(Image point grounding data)
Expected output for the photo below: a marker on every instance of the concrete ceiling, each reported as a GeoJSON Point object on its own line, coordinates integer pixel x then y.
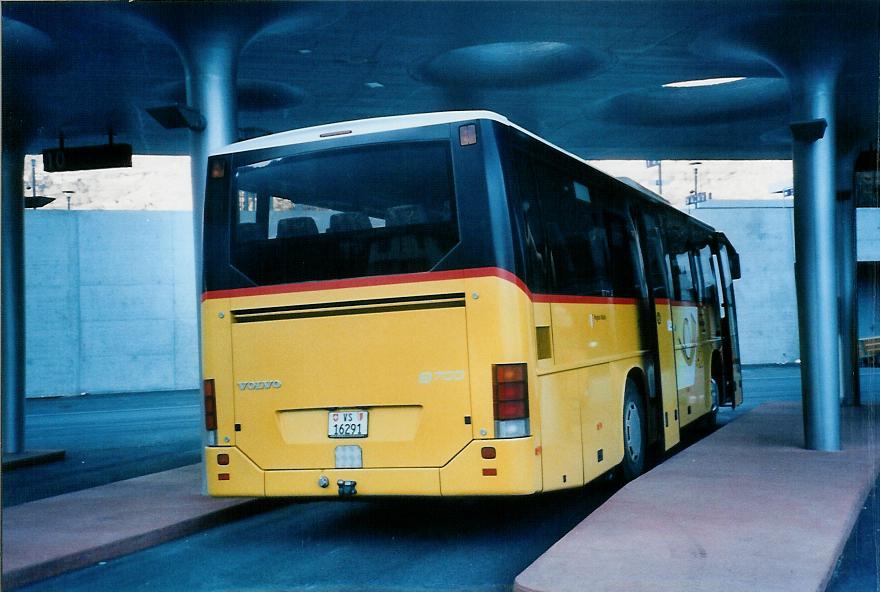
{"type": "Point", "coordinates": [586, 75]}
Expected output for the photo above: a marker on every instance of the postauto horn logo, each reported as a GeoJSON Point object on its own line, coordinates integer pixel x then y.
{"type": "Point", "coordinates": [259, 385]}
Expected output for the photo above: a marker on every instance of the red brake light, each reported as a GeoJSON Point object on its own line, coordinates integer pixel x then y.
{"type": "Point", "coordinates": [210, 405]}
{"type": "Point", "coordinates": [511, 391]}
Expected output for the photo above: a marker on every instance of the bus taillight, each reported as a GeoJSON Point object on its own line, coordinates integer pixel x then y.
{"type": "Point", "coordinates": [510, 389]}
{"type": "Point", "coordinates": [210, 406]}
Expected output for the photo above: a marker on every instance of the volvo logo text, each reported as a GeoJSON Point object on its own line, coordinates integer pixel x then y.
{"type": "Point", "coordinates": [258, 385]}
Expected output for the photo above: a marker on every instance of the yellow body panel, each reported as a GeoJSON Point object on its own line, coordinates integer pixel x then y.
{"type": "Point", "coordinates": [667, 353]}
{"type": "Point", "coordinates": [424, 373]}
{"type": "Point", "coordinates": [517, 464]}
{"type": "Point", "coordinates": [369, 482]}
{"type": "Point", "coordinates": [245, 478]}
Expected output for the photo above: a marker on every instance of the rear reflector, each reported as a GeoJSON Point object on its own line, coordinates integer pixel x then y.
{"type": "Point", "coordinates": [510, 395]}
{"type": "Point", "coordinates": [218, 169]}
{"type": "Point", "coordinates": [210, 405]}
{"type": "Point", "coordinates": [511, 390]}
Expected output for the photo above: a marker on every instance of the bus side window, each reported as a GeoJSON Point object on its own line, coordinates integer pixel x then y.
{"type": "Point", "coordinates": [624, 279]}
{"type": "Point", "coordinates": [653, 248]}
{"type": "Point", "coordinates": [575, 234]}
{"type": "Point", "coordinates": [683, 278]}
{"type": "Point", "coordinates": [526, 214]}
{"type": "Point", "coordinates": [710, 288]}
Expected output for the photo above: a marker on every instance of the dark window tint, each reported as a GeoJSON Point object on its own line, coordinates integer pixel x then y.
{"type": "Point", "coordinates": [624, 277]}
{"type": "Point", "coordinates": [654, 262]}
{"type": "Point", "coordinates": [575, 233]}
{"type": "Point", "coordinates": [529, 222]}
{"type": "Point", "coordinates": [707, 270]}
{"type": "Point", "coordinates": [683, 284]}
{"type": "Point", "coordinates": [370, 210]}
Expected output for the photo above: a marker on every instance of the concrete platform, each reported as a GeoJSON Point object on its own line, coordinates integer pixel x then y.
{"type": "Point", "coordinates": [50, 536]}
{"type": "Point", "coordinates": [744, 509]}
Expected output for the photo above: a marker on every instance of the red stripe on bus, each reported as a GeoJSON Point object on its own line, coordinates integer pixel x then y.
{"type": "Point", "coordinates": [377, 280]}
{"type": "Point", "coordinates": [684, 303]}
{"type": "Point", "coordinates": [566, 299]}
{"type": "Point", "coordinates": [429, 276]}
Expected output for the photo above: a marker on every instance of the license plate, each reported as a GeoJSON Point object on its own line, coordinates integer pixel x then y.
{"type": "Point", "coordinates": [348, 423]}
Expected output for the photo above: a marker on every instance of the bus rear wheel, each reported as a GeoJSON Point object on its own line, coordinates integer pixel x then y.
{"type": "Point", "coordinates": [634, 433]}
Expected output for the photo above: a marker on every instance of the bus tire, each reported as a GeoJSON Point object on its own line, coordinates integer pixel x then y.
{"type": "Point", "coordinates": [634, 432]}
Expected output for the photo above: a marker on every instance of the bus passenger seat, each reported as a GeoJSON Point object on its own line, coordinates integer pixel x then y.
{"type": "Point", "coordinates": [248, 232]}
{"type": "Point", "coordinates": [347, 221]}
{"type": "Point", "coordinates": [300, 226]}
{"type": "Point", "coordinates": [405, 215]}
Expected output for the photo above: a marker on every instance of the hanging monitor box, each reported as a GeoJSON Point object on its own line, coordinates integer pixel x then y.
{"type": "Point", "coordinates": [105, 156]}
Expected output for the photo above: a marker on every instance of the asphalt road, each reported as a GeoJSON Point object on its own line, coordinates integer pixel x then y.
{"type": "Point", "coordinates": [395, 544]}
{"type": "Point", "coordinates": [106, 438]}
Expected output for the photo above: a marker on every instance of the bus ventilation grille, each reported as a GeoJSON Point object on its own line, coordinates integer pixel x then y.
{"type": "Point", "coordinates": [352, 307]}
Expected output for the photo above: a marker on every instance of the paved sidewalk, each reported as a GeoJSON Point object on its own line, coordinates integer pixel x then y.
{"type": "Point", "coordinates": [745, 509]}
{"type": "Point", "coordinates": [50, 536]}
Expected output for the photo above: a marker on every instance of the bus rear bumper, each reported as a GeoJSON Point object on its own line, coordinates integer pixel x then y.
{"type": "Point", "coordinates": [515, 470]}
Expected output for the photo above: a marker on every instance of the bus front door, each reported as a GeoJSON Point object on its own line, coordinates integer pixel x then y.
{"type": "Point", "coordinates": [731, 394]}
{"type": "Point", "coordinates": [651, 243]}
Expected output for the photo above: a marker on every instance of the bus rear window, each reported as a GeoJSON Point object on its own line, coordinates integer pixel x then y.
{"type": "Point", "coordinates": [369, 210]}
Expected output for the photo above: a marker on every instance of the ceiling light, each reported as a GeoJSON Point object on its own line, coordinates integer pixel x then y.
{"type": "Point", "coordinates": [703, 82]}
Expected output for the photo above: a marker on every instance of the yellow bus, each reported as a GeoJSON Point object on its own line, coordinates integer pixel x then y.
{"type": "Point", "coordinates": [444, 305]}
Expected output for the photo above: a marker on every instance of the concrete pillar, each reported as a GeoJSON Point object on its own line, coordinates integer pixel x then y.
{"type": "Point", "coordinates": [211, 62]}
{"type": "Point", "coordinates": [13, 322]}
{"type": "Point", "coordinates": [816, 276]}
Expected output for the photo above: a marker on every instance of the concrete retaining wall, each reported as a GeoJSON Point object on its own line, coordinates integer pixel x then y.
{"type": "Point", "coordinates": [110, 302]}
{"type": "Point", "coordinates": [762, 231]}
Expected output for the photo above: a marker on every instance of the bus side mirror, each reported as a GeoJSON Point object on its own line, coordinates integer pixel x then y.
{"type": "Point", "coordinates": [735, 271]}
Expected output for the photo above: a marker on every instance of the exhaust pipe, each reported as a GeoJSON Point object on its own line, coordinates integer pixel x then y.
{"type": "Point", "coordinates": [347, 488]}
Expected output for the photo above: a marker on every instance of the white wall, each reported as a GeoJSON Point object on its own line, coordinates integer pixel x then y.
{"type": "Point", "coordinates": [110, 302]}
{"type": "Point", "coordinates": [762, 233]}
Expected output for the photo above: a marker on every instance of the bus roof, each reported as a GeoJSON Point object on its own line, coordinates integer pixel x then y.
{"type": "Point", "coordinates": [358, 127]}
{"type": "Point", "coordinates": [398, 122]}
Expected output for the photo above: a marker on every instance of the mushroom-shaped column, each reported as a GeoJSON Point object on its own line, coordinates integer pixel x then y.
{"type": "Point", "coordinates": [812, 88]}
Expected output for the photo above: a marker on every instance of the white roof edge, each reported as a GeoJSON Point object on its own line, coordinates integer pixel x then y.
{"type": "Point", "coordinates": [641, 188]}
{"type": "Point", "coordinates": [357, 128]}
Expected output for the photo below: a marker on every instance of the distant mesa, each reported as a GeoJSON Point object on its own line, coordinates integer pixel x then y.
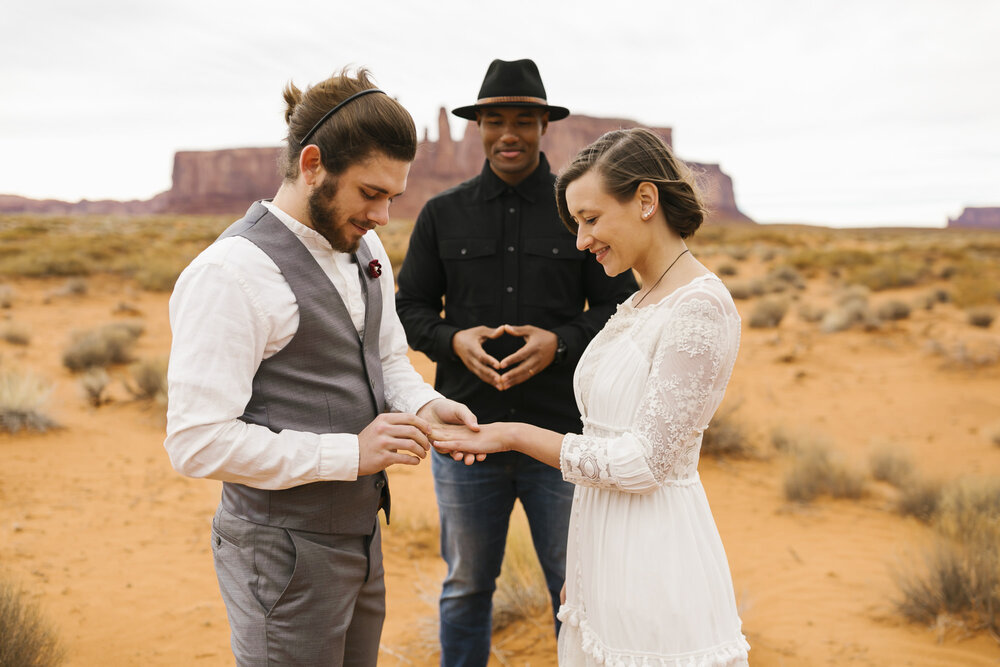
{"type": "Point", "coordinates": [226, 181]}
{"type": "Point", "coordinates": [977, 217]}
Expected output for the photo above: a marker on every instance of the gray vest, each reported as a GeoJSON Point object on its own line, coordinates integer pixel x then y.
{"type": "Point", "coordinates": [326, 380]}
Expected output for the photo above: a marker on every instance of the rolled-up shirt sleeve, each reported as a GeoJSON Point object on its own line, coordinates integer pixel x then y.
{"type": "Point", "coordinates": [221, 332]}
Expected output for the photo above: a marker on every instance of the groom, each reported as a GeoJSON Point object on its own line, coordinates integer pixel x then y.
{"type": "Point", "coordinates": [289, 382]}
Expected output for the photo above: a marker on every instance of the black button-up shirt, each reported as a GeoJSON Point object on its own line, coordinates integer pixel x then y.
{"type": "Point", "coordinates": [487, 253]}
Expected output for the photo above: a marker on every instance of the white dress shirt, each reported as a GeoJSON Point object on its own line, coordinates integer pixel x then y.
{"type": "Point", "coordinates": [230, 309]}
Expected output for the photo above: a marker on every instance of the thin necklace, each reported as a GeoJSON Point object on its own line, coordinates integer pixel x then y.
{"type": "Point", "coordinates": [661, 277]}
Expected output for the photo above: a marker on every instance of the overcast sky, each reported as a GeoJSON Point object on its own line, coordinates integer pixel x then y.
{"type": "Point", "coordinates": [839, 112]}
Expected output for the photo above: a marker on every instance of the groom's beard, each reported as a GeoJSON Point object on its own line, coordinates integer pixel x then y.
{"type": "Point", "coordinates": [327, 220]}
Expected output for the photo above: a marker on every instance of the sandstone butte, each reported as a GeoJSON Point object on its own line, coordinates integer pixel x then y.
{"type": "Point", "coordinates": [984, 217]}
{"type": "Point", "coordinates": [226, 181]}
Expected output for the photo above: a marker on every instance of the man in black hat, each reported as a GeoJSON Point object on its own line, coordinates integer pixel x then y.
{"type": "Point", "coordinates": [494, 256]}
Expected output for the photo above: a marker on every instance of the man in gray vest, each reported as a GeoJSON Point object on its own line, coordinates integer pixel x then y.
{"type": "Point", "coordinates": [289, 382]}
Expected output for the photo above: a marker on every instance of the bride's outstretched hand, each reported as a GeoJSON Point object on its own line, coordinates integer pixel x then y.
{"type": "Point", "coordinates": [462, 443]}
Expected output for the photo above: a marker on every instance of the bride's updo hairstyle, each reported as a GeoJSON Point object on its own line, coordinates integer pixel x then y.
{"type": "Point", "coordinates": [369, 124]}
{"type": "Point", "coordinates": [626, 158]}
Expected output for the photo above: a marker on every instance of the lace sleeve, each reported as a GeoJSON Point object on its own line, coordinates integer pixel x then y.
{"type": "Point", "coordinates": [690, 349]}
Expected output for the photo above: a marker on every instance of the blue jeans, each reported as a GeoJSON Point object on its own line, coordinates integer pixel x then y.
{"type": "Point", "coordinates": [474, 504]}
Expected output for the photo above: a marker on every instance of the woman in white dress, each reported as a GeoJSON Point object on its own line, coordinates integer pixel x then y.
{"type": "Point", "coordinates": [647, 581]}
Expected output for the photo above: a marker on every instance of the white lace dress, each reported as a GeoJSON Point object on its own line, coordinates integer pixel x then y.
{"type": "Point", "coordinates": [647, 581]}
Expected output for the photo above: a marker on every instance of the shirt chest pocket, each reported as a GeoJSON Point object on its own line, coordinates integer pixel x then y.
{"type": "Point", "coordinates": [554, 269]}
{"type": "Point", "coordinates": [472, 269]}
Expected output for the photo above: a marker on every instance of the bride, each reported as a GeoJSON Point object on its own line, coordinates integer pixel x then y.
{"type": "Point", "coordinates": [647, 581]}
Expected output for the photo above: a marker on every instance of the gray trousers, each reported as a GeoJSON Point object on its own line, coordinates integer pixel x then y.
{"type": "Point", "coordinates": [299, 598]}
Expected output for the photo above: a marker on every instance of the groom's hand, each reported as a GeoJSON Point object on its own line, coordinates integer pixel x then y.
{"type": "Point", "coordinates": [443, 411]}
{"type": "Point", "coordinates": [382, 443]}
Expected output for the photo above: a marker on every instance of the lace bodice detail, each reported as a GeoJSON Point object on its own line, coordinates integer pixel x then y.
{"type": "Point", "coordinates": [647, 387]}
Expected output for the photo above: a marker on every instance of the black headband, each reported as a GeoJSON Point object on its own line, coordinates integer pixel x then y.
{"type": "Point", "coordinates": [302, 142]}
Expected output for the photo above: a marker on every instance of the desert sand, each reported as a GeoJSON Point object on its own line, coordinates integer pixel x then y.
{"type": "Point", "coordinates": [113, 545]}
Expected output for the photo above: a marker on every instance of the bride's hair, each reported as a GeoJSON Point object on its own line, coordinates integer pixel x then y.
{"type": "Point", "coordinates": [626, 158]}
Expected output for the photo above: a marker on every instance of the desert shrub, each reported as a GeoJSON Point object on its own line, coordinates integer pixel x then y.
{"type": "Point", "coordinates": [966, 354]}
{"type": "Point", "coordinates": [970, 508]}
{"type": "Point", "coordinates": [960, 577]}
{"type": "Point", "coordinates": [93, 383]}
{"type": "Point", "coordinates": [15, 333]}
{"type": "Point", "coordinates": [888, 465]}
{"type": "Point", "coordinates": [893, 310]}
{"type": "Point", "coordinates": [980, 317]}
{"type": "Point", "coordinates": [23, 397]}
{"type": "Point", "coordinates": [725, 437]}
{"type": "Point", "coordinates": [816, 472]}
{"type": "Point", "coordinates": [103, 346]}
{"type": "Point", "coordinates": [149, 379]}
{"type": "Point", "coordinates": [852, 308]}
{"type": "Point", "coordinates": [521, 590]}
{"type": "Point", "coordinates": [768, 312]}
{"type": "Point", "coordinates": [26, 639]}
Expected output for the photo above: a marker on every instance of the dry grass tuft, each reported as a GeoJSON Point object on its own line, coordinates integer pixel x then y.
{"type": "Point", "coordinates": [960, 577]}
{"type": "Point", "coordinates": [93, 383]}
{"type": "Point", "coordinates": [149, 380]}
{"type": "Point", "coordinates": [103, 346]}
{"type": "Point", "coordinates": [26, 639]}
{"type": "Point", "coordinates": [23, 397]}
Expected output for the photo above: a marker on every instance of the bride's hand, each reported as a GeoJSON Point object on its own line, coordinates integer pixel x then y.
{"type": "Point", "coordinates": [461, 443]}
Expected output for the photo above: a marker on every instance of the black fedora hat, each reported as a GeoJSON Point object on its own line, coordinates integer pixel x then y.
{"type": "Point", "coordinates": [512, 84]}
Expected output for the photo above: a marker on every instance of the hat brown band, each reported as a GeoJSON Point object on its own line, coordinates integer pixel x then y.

● Exercise prompt
An exact copy of the lines from the one with "desert shrub, each" through the final line of the entries is the whole answer.

● Problem solution
Expected output for the photo above: a marker on every instance of the desert shrub, each reported as a GeoJSON Point object on its own line, coordinates integer pixel x then y.
{"type": "Point", "coordinates": [966, 354]}
{"type": "Point", "coordinates": [970, 508]}
{"type": "Point", "coordinates": [960, 577]}
{"type": "Point", "coordinates": [93, 383]}
{"type": "Point", "coordinates": [15, 333]}
{"type": "Point", "coordinates": [888, 465]}
{"type": "Point", "coordinates": [893, 310]}
{"type": "Point", "coordinates": [980, 317]}
{"type": "Point", "coordinates": [23, 397]}
{"type": "Point", "coordinates": [725, 437]}
{"type": "Point", "coordinates": [816, 472]}
{"type": "Point", "coordinates": [103, 346]}
{"type": "Point", "coordinates": [149, 379]}
{"type": "Point", "coordinates": [852, 308]}
{"type": "Point", "coordinates": [521, 590]}
{"type": "Point", "coordinates": [768, 312]}
{"type": "Point", "coordinates": [26, 639]}
Expected output for the photo above: a marker on every instance of the dry grass tuft, each reported as a GeoJSON Point object on its own line, coordinates integer pixel x then y.
{"type": "Point", "coordinates": [960, 577]}
{"type": "Point", "coordinates": [93, 383]}
{"type": "Point", "coordinates": [149, 380]}
{"type": "Point", "coordinates": [103, 346]}
{"type": "Point", "coordinates": [26, 639]}
{"type": "Point", "coordinates": [23, 397]}
Expected output for the photo above: a marker on every instance of the bride's hand, each reported as a GeoJSON Point object on its own line, coordinates integer pixel x then y.
{"type": "Point", "coordinates": [461, 443]}
Expected output for the photo above: a marker on every instance of the black fedora hat, each reported as a GeoJSON Point object on its own line, coordinates integer pixel x then y.
{"type": "Point", "coordinates": [512, 84]}
Expected output for the photo above: a marker on every instance of the hat brown band, each reported as a GeoJSON Point object on its own line, coordinates integer pixel x then y.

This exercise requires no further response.